Respiration is stimulated by high levels of pCO2 in your blood. The primary cause of high pCO2 levels is hypoventilation. Pneumonia, atelectasis, pneumothorax, pulmonary embolus, chest injury, central nervous system depression and failure of the respiratory muscles are among the many causes of hypoventilation. When you hypoventilate, an adequate supply of oxygen is not delivered to the lungs and carbon dioxide begins to build up. Healthy people respond to this situation by breathing faster and deeper to remove excess carbon dioxide from the blood.

Inhibition of Respiration

Low levels of pCO2 in your blood act to decrease respiration. Diminished pCO2 levels in the body are a result of hyperventilation. This may occur from anxiety, panic attacks, certain medications, pain, infections, central nervous system lesions, pregnancy, stimulants or excess thyroid hormone. Hyperventilation causes excessive amounts of carbon dioxide to be removed from the body, resulting in a drop in the pCO2 in your blood. This problem can be corrected by taking slow breaths or by breathing into a paper bag, according to Orlando Regional Healthcare.

Hypoxic Drive to Breathe

Normally, respiratory drive is controlled by the amount of pCO2 in your blood. However, at high altitudes where the oxygen tension is low or in people with chronic obstructive pulmonary disease, the hypoxic drive to breathe becomes favored. In these people, chronically high levels of pCO2 cause chemoreceptors to become less sensitive to pCO2 and more sensitive to the partial pressure of oxygen, or pO2. As the oxygen levels in the body drop, the pO2 chemoreceptors provide the hypoxic drive to breathe, meaning that their respiratory drive is stimulated by low levels of oxygen, rather than by high levels of carbon dioxide in normal circumstances, according to East Tennessee State University.

- - - - -

# [TASK OBJECTIVE]
In the text on breathing and blood carbon dioxide, what is named as the primary cause of high pCO2 levels?

- - - - -

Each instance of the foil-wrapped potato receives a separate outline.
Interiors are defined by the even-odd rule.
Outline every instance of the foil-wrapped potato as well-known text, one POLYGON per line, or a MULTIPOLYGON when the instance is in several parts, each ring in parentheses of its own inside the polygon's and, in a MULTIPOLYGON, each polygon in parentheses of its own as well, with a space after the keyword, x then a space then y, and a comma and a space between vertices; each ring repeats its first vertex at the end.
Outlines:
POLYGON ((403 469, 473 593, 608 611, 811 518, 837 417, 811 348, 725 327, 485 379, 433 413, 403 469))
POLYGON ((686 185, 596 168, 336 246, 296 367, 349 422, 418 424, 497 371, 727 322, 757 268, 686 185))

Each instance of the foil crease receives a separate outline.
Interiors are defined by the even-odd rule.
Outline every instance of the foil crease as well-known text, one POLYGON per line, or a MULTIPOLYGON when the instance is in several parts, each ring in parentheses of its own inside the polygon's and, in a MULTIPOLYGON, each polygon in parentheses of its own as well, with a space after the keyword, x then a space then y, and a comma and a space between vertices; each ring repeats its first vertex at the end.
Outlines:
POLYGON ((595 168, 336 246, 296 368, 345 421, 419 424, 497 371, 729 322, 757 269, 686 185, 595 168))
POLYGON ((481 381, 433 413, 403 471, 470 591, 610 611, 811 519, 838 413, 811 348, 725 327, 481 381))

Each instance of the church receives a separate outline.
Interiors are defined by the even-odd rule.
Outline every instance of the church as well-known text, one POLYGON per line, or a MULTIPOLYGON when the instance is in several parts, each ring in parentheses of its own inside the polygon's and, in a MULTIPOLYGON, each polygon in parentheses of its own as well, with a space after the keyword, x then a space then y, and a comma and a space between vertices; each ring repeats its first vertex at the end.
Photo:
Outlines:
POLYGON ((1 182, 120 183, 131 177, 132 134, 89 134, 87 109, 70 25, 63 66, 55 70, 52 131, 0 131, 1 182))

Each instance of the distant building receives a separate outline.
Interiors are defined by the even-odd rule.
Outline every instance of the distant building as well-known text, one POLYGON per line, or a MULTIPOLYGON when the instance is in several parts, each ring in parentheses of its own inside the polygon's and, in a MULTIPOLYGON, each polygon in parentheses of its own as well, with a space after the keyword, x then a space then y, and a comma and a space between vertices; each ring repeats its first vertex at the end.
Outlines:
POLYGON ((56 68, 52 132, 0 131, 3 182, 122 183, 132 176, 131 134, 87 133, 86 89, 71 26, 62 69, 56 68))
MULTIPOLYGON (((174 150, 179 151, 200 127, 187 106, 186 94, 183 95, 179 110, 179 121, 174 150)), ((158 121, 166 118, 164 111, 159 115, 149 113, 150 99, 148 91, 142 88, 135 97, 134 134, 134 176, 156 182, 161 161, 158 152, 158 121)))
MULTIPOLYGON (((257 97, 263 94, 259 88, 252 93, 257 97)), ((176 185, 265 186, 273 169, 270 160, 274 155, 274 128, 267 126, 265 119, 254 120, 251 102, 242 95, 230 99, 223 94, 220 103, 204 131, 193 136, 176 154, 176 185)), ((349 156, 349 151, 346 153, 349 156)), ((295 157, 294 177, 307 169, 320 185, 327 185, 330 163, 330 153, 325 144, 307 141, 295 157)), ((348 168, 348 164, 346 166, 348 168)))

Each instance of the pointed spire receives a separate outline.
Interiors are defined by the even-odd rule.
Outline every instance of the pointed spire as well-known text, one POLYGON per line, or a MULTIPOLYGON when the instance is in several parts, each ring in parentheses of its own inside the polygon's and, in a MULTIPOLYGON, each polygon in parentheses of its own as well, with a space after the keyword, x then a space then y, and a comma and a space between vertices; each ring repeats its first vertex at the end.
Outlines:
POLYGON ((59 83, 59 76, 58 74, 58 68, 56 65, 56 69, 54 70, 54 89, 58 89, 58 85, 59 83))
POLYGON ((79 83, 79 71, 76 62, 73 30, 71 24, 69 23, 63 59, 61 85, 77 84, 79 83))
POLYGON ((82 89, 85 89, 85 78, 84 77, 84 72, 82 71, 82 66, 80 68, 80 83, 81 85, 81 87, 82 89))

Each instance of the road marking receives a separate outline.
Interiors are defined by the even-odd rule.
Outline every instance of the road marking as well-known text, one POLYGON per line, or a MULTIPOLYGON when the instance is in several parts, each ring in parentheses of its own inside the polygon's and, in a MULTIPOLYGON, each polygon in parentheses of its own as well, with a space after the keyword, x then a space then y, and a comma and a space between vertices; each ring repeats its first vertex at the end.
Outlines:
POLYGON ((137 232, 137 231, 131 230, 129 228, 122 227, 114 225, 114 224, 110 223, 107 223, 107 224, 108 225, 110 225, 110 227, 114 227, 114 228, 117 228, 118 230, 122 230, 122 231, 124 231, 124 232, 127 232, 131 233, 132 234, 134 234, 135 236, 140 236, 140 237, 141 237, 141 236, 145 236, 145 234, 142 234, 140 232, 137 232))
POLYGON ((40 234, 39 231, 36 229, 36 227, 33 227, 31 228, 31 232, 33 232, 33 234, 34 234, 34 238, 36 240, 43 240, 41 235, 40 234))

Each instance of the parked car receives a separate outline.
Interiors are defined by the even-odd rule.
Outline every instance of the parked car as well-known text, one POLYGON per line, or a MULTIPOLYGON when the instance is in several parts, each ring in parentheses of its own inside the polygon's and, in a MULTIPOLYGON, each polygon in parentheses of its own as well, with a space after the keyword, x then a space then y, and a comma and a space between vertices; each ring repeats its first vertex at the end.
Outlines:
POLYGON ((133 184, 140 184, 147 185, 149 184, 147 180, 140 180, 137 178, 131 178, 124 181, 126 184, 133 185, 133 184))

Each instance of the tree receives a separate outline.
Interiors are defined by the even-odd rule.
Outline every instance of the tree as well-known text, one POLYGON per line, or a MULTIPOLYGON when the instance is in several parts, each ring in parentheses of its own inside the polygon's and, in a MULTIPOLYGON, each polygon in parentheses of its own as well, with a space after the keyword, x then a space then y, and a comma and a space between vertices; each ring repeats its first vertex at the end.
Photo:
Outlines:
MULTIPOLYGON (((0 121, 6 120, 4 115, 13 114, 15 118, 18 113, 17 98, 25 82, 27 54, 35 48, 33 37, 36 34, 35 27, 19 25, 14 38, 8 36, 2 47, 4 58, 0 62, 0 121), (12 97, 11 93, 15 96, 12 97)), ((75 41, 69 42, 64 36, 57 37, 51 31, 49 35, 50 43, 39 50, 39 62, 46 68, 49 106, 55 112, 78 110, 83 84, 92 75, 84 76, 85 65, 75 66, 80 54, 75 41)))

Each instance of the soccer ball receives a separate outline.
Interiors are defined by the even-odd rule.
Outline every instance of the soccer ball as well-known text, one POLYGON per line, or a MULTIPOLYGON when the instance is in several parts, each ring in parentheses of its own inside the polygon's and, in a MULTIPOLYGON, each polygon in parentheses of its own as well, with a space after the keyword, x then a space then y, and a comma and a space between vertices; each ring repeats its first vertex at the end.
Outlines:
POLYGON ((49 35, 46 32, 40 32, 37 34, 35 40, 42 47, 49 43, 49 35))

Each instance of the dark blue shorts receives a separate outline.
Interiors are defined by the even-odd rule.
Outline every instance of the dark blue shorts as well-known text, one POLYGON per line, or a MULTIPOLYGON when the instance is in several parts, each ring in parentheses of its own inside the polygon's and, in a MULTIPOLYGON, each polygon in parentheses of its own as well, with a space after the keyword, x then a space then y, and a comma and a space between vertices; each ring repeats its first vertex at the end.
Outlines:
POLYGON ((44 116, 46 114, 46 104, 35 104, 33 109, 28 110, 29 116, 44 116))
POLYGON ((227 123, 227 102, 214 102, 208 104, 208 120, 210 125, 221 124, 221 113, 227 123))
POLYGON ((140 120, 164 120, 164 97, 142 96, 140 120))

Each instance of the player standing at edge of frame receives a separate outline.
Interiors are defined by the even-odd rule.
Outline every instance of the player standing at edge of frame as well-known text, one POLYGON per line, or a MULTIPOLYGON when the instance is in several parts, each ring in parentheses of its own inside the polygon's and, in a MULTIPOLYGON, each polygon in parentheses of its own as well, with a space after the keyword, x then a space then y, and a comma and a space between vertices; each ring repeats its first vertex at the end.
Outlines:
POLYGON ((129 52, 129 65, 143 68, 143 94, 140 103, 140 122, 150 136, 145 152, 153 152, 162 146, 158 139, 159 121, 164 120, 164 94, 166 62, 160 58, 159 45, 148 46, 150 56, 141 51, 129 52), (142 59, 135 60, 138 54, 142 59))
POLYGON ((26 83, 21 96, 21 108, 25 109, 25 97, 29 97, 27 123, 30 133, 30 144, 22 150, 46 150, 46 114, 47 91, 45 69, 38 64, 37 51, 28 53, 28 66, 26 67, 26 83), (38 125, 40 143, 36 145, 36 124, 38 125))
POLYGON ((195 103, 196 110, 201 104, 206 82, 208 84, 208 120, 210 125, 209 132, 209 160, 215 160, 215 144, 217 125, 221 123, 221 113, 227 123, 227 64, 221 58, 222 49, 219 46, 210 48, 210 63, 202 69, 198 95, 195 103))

- - - - -

# [RESULT OF THE EXERCISE]
Hypoventilation is the primary cause of high pCO2 levels.